> [Texto fornecido]:

▬▬▬▬▬▬▬▬▬▬

É por isso que na Desinformémonos criamos uma revista de bairro e comunitária em PDF, com o objetivo de que seja distribuída em comunidades que não têm acesso à internet. Essa singela revista pode ser distribuída como “folhas soltas” ou pregada em algum muro como jornal-mural.

Com a dificuldade de transmitir mensagens ao grande público, como os movimentos sociais são mostrados hoje nos grandes meios de comunicação mexicanos?

Os movimentos sociais não aparecem nos grandes meios de comunicação do México e, quando aparecem, são satanizados e desprestigiados. Poderia dizer que apenas o jornal La Jornada (considerando os meios de comunicação massiva, não os marginais nem alternativos) dá espaço para as lutas sociais do país. É por isso que, cada vez mais, os movimentos vêm criando seus próprios meios, para que sua palavra seja conhecida. Ao mesmo tempo, crescem os meios alternativos, livres e independentes, ainda que com muitas limitações.
 
Nas revoltas de Oaxaca, a tomada das rádios foi a primeira ação dos movimentos mobilizados. O que isso pode significar?

▬▬▬▬▬▬▬▬▬▬

> [Dados registrados]:
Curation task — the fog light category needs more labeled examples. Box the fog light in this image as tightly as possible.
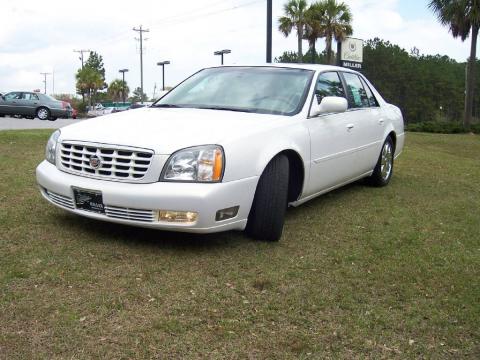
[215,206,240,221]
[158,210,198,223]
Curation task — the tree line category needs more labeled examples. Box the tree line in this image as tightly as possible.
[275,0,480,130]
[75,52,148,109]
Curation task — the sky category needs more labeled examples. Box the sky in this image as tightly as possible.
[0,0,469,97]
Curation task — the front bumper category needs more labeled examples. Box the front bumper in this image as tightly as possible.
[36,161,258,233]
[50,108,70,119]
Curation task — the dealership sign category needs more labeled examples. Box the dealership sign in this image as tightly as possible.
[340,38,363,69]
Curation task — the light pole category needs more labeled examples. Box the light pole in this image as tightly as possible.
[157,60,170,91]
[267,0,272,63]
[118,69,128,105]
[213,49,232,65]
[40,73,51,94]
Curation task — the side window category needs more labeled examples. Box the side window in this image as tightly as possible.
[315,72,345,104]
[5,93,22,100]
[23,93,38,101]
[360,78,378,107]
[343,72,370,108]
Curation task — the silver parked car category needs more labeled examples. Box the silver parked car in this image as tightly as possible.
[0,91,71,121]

▬▬▬▬▬▬▬▬▬▬

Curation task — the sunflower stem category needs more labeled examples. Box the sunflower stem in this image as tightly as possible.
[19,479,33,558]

▬▬▬▬▬▬▬▬▬▬

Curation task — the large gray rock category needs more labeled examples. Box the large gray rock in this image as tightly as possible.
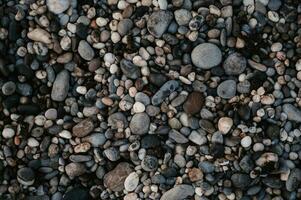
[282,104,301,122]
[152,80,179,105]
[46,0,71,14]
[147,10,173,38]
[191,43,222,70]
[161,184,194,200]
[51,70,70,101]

▬▬▬▬▬▬▬▬▬▬

> [Requisitos das tarefas]:
1 – Transcreva do texto fornecido o trecho que vai de "Com a dificuldade" até "com muitas limitações.".
2 – Segundo o texto fornecido, qual jornal é o único meio de comunicação massiva que dá espaço às lutas sociais do México?
Os registros não têm relação com o texto.

> [Respostas por tarefa]:
1 –
Com a dificuldade de transmitir mensagens ao grande público, como os movimentos sociais são mostrados hoje nos grandes meios de comunicação mexicanos?

Os movimentos sociais não aparecem nos grandes meios de comunicação do México e, quando aparecem, são satanizados e desprestigiados. Poderia dizer que apenas o jornal La Jornada (considerando os meios de comunicação massiva, não os marginais nem alternativos) dá espaço para as lutas sociais do país. É por isso que, cada vez mais, os movimentos vêm criando seus próprios meios, para que sua palavra seja conhecida. Ao mesmo tempo, crescem os meios alternativos, livres e independentes, ainda que com muitas limitações.

2 – O jornal La Jornada.